**PROBLEM STATEMENT:**
Copy the rows below, switching "one marker" to "a single marker" wherever it appears and leaving everything else unchanged.

— START OF PROVIDED MATERIAL —

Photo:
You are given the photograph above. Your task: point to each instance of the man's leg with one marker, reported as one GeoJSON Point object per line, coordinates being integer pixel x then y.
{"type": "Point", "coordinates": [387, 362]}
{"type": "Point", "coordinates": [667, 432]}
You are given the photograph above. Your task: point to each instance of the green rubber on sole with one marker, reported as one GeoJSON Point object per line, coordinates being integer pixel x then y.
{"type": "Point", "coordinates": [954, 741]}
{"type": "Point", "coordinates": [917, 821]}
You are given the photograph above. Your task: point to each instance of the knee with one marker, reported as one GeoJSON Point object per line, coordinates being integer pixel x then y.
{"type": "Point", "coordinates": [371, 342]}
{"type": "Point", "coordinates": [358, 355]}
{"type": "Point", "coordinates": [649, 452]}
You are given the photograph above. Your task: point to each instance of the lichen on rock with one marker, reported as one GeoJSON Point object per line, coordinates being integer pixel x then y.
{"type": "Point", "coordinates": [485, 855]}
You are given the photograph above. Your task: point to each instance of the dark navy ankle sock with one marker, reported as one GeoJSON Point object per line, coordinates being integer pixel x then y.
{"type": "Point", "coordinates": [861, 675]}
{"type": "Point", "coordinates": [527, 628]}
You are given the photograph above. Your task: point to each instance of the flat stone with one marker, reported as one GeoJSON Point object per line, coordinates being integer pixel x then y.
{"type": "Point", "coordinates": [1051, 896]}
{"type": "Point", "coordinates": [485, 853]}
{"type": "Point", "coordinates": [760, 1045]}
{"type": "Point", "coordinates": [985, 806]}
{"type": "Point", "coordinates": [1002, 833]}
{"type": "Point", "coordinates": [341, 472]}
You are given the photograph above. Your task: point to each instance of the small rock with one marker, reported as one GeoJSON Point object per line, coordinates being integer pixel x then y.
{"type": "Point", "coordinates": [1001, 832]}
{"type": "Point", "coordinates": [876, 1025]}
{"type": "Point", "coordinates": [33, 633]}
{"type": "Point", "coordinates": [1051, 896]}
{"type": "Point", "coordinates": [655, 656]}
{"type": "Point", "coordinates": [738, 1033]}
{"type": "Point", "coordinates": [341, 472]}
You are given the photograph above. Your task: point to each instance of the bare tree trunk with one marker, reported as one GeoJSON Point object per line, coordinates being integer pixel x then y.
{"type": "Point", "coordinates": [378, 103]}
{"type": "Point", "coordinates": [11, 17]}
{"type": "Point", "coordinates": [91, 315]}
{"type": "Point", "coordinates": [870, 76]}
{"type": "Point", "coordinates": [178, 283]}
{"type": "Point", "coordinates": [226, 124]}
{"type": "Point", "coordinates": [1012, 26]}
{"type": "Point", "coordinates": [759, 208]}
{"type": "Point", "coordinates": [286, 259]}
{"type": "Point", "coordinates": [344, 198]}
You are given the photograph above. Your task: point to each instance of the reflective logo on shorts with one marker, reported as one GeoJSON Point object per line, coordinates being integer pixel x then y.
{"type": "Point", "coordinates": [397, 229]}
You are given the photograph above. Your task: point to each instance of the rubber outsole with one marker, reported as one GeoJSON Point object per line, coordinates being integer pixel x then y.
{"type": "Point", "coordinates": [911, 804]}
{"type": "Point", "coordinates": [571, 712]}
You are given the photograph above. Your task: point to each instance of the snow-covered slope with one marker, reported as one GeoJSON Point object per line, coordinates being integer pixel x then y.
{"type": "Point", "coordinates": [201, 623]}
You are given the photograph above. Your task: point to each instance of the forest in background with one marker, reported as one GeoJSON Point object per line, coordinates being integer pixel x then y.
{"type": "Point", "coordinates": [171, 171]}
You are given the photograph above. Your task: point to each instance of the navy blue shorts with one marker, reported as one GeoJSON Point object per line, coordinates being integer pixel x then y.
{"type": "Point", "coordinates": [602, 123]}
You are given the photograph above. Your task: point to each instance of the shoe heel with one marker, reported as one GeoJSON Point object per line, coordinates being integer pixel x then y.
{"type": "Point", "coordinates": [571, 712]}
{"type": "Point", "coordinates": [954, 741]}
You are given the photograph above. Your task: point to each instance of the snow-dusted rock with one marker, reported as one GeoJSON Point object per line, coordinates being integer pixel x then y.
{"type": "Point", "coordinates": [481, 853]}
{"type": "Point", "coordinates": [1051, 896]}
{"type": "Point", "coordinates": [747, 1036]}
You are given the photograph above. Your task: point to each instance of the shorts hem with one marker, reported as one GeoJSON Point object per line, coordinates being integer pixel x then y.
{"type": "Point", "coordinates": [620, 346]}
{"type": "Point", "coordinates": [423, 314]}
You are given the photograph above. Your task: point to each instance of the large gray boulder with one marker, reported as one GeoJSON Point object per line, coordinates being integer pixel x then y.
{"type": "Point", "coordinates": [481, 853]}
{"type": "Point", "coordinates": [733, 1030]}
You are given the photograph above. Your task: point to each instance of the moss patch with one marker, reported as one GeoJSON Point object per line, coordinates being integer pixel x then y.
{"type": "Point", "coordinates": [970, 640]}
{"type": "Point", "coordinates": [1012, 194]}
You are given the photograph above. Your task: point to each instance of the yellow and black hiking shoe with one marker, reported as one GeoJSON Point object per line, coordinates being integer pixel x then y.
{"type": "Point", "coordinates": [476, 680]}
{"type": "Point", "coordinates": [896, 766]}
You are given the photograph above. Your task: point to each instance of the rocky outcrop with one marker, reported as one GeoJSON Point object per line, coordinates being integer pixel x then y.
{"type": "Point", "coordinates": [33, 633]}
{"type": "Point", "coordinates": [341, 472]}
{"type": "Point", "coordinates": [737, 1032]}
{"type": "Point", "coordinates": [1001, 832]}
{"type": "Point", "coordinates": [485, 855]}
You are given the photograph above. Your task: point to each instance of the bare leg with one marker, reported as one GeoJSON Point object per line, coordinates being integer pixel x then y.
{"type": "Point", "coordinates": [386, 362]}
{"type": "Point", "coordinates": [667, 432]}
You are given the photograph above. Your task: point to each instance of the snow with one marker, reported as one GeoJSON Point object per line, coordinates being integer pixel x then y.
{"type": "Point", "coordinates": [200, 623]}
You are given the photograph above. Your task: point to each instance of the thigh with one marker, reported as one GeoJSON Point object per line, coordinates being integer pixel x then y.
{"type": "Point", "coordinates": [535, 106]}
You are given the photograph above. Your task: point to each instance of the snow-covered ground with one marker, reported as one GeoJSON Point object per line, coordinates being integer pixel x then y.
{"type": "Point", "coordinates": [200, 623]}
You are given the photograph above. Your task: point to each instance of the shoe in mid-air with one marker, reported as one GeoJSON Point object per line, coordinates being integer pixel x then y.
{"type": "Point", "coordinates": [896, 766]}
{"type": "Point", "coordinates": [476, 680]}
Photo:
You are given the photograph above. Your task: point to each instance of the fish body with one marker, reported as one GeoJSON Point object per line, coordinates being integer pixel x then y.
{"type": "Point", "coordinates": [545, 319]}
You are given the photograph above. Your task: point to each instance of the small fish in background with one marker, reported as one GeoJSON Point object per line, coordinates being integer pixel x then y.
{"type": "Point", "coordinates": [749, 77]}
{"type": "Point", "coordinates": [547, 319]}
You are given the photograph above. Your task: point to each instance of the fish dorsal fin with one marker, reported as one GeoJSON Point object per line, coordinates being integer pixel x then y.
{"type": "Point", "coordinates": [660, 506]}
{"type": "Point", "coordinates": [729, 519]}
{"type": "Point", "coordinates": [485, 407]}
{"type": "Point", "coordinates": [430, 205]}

— END OF PROVIDED MATERIAL —

**SOLUTION TO THE EXERCISE:**
Photo:
You are given the photograph above. Your task: point to each instance of the man's leg with a single marker, reported as one GeoJSON Point object per line, coordinates being integer pixel x then y.
{"type": "Point", "coordinates": [387, 362]}
{"type": "Point", "coordinates": [667, 432]}
You are given the photograph above. Your task: point to each instance of the green rubber on sole with a single marker, reported as one GeoJSON Point object per line, coordinates being integer pixel x then y.
{"type": "Point", "coordinates": [954, 741]}
{"type": "Point", "coordinates": [917, 821]}
You are given the photograph above. Your task: point to each instance of the knee with a single marker, reported as one GeoJSON Point object per line, coordinates being integer pixel x then y.
{"type": "Point", "coordinates": [371, 342]}
{"type": "Point", "coordinates": [358, 355]}
{"type": "Point", "coordinates": [649, 452]}
You are given the photograph above. Your task: point to each instance of the lichen on rock with a single marker, reported as one GeoJSON Point object per line, coordinates being integer pixel x then y.
{"type": "Point", "coordinates": [485, 855]}
You are given the photograph above. Your task: point to each instance of the dark navy ankle sock with a single marker, reported as one GeoJSON Point object per line, coordinates being integer pixel x then y.
{"type": "Point", "coordinates": [861, 675]}
{"type": "Point", "coordinates": [527, 628]}
You are given the photograph above. Your task: point to each instance of the flat stone with a single marker, reported as one GeoJSON Point object per line, coordinates being integer pixel x then y.
{"type": "Point", "coordinates": [1051, 896]}
{"type": "Point", "coordinates": [485, 853]}
{"type": "Point", "coordinates": [760, 1045]}
{"type": "Point", "coordinates": [985, 806]}
{"type": "Point", "coordinates": [1002, 833]}
{"type": "Point", "coordinates": [341, 472]}
You are given the photograph above. Your task: point to each instance of the small rock with a single marker, reported as one GeoJSON Point object per line, coordinates being integer pixel x then y.
{"type": "Point", "coordinates": [1001, 832]}
{"type": "Point", "coordinates": [876, 1025]}
{"type": "Point", "coordinates": [33, 633]}
{"type": "Point", "coordinates": [1051, 896]}
{"type": "Point", "coordinates": [655, 656]}
{"type": "Point", "coordinates": [738, 1033]}
{"type": "Point", "coordinates": [341, 472]}
You are given the photograph above. Your task: point to each instance of the bare tree trunk with a single marker, reported as one GeoJSON Point object per line, coordinates being integer pixel x then y.
{"type": "Point", "coordinates": [378, 103]}
{"type": "Point", "coordinates": [11, 17]}
{"type": "Point", "coordinates": [91, 315]}
{"type": "Point", "coordinates": [870, 76]}
{"type": "Point", "coordinates": [178, 283]}
{"type": "Point", "coordinates": [226, 124]}
{"type": "Point", "coordinates": [1012, 26]}
{"type": "Point", "coordinates": [759, 208]}
{"type": "Point", "coordinates": [286, 259]}
{"type": "Point", "coordinates": [344, 198]}
You are given the photograph above. Your task: point to each instance of the reflective logo on shorts with a single marker, reported as one GeoJSON Point object per line, coordinates being integer pixel x then y.
{"type": "Point", "coordinates": [397, 229]}
You are given the photograph above. Your task: point to each instance of the rubber outsole with a single marker, reported as one GeoJSON Point object per line, coordinates being integer pixel x then y.
{"type": "Point", "coordinates": [911, 804]}
{"type": "Point", "coordinates": [571, 712]}
You are given the photograph above. Your task: point to each instance of the snow-covered slope with a single marker, reported as one GeoJSON Point object per line, coordinates being integer pixel x then y.
{"type": "Point", "coordinates": [201, 623]}
You are given the photograph above. Your task: point to each instance of the forest in background with a single marker, reported as one GeoJSON Point object per line, coordinates being integer pixel x then y.
{"type": "Point", "coordinates": [171, 171]}
You are given the photograph above. Your task: point to each instance of the navy blue shorts with a single marker, reported as one GeoJSON Point object per line, coordinates being integer pixel x then y.
{"type": "Point", "coordinates": [602, 123]}
You are given the photograph above. Your task: point to each instance of the shoe heel with a single marker, reported as one GeoJSON Point object per line, coordinates being integer pixel x then y.
{"type": "Point", "coordinates": [571, 712]}
{"type": "Point", "coordinates": [954, 741]}
You are given the photograph above. Your task: point to each instance of the snow-dusted rock with a single marker, reported as one GeoJSON Point object per line, coordinates being integer pixel x then y.
{"type": "Point", "coordinates": [481, 853]}
{"type": "Point", "coordinates": [1051, 896]}
{"type": "Point", "coordinates": [747, 1036]}
You are given the photograph above. Your task: point to each instance of the shorts hem with a single marker, reported as one GeoJSON Point object per line, coordinates being integer pixel x then y.
{"type": "Point", "coordinates": [620, 346]}
{"type": "Point", "coordinates": [423, 314]}
You are given the photograph above. Your task: point to each instance of the large gray boulder with a single marker, reported as one GeoJSON Point object per line, coordinates being integer pixel x then y.
{"type": "Point", "coordinates": [481, 853]}
{"type": "Point", "coordinates": [733, 1030]}
You are given the photograph above. Your task: point to each instance of the moss patch with a single marker, reported as one GeoJSON Point object per line, coordinates being integer pixel x then y.
{"type": "Point", "coordinates": [970, 640]}
{"type": "Point", "coordinates": [1012, 194]}
You are given the photograph above. Your task: point to each instance of the yellow and black hiking shoe with a single marker, reported as one GeoJSON Point object per line, coordinates being integer pixel x then y.
{"type": "Point", "coordinates": [476, 680]}
{"type": "Point", "coordinates": [896, 766]}
You are given the photograph above. Your task: point to each instance of the rocky outcrop with a single marker, reported as one GeoJSON Point object per line, coordinates being integer pixel x then y.
{"type": "Point", "coordinates": [33, 633]}
{"type": "Point", "coordinates": [341, 472]}
{"type": "Point", "coordinates": [737, 1032]}
{"type": "Point", "coordinates": [1001, 832]}
{"type": "Point", "coordinates": [485, 855]}
You are given the photograph above. Your task: point to each instance of the bare leg with a single marker, reported as one GeoJSON Point object per line, coordinates being integer pixel x then y.
{"type": "Point", "coordinates": [386, 362]}
{"type": "Point", "coordinates": [667, 432]}
You are given the photograph above. Your task: point to each instance of the snow with a single marker, reported as one GeoJSON Point object per line, coordinates being integer pixel x then y.
{"type": "Point", "coordinates": [200, 623]}
You are given the photograph above. Your task: point to each instance of the thigh with a single marker, reported as one GeoJSON Point object per line, coordinates being integer pixel x then y.
{"type": "Point", "coordinates": [535, 106]}
You are given the photograph above. Your task: point to each instance of the snow-covered ground with a single marker, reported as one GeoJSON Point object per line, coordinates being integer pixel x then y.
{"type": "Point", "coordinates": [200, 623]}
You are given the photograph above. Your task: point to each instance of the shoe in mid-air with a single marker, reported as one GeoJSON Point object per line, coordinates being integer pixel x then y.
{"type": "Point", "coordinates": [896, 766]}
{"type": "Point", "coordinates": [476, 680]}
Photo:
You are given the photograph above. Your task: point to each instance of the fish body with a single marker, reported as one GeoJSON Point object per line, coordinates being integer pixel x then y.
{"type": "Point", "coordinates": [545, 319]}
You are given the photograph above. Your task: point to each instance of the small fish in background with a single marker, reported as one GeoJSON Point object per line, coordinates being integer pixel x then y.
{"type": "Point", "coordinates": [749, 77]}
{"type": "Point", "coordinates": [547, 319]}
You are given the photograph above. Your task: point to each instance of the fish dorsal fin with a single marker, reported as one GeoJSON Point object per line, coordinates being integer pixel x then y.
{"type": "Point", "coordinates": [660, 506]}
{"type": "Point", "coordinates": [729, 519]}
{"type": "Point", "coordinates": [485, 407]}
{"type": "Point", "coordinates": [430, 205]}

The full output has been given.